* WORK REQUEST *
Each entry below is to be copied verbatim.

[Collected data entries]
**********
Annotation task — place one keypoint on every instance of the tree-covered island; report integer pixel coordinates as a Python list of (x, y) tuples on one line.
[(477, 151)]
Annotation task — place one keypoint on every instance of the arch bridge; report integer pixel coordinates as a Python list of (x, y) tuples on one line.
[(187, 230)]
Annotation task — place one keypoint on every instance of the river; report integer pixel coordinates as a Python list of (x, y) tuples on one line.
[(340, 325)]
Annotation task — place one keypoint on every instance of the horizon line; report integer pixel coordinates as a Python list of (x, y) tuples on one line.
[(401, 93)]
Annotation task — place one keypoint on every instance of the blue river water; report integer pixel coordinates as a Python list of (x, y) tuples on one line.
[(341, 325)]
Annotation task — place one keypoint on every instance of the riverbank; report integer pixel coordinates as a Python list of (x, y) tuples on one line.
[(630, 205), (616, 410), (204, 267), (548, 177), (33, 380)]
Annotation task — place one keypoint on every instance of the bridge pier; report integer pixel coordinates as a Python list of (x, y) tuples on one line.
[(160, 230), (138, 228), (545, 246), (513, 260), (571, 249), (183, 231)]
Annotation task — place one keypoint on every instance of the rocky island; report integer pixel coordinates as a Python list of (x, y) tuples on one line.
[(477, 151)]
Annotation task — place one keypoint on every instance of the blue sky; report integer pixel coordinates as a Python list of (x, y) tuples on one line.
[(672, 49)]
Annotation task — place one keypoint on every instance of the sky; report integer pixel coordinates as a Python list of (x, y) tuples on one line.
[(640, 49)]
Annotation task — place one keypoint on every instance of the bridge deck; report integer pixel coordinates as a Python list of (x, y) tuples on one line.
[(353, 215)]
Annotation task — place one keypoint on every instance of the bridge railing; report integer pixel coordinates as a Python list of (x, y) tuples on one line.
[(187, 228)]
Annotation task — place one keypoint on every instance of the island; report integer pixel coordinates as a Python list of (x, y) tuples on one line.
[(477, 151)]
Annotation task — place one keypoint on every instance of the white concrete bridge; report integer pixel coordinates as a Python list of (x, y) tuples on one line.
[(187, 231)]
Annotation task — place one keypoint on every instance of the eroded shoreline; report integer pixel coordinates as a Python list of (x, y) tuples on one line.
**********
* EXERCISE RESULT *
Annotation task — place one keypoint on every instance of the tree-covered island; report integer pixel coordinates as a Python list of (x, y) tuples on one line.
[(477, 151)]
Annotation task — place one keypoint on every instance of the arch bridge; report integer pixel coordinates as a Python list of (x, y) tuples on one line.
[(187, 230)]
Annotation task — place one keypoint on every instance of the river; report integer pixel coordinates as a Python list of (x, y) tuples on one line.
[(340, 325)]
Annotation task — place one keypoint on every instance of the horizon line; report integer pixel coordinates as a Python list of (x, y) tuples on one line.
[(401, 93)]
Annotation task — place one keypoint on every instance of the blue river water; report integer pixel coordinates as a Python list of (x, y) tuples on one line.
[(341, 325)]
Annotation task — place one keypoint on every instance of the riverbank; report integer pixel coordinates as a Python list of (x, y) tuples on one line.
[(630, 205), (616, 410), (204, 267), (548, 177), (33, 380)]
Annotation task — place one keypoint on every instance of the bridge pier; report integer pixel coordinates as a Python list of (x, y) tuples on one line.
[(160, 230), (138, 228), (545, 246), (513, 260), (571, 249), (183, 231)]
Annotation task — place one keypoint on every instance of the rocky island; report integer pixel coordinates as a Python list of (x, y) tuples on one line.
[(477, 151)]
Annotation task — place one keypoint on every instance of the blue sky; report integer pixel coordinates as a Python list of (x, y) tuples on one line.
[(672, 49)]
Annotation task — place one keypoint on every instance of the sky; report integer pixel coordinates as a Python list of (x, y) tuples on one line.
[(640, 49)]
Annotation task — place one keypoint on every instance of the bridge deck; report integer pixel coordinates as a Python list of (x, y) tuples on one line.
[(353, 215)]
Annotation task — place one keypoint on every instance of the bridge railing; report integer pixel coordinates as a Python list of (x, y) tuples on one line.
[(187, 228)]
Annotation task — place one keypoint on every instance of the island; report integer pixel coordinates as a Python list of (x, y) tuples on one line.
[(477, 151)]
Annotation task — place one keypoint on every instance of the white concrete bridge; report integer pixel coordinates as a Python list of (x, y) tuples on one line.
[(187, 231)]
Annotation task — place one keypoint on every instance of the eroded shoreline; report integer pixel coordinates as a Python list of (x, y) tuples on one line.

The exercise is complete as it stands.